Repeat the lines below word for word, from the one containing "Target: roof rail" through the final line, including both.

(Some lines)
┌────────
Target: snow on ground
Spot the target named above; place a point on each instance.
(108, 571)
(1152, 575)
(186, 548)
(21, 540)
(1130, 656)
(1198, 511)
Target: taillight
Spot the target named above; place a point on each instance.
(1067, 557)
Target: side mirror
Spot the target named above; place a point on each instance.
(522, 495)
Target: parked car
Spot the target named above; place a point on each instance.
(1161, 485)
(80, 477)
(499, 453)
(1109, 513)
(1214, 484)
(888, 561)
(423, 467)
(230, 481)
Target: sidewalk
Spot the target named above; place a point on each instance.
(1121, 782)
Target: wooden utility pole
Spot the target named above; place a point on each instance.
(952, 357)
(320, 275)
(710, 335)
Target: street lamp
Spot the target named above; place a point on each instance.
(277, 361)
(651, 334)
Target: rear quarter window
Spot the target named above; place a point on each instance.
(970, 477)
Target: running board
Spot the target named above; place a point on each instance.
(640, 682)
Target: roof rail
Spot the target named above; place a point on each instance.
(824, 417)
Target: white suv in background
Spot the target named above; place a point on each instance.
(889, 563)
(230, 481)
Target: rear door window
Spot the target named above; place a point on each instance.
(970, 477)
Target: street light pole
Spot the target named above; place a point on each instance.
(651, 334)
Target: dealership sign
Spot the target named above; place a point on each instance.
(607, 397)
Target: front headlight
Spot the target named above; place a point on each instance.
└────────
Task response:
Target: roof rail
Spot the target named above; place a point on each instance.
(824, 417)
Target: white suv in background
Spot the target named above; place a point on each instance.
(889, 563)
(230, 481)
Target: rear door window
Spot the target named above; place a point on each instance.
(970, 477)
Target: street light pole
Spot the target named above; place a point on each instance.
(651, 334)
Target: dealership sign
Spot the target named above; place a point on each instance.
(607, 397)
Target: front headlight
Spot the target named above; place a point on each instance.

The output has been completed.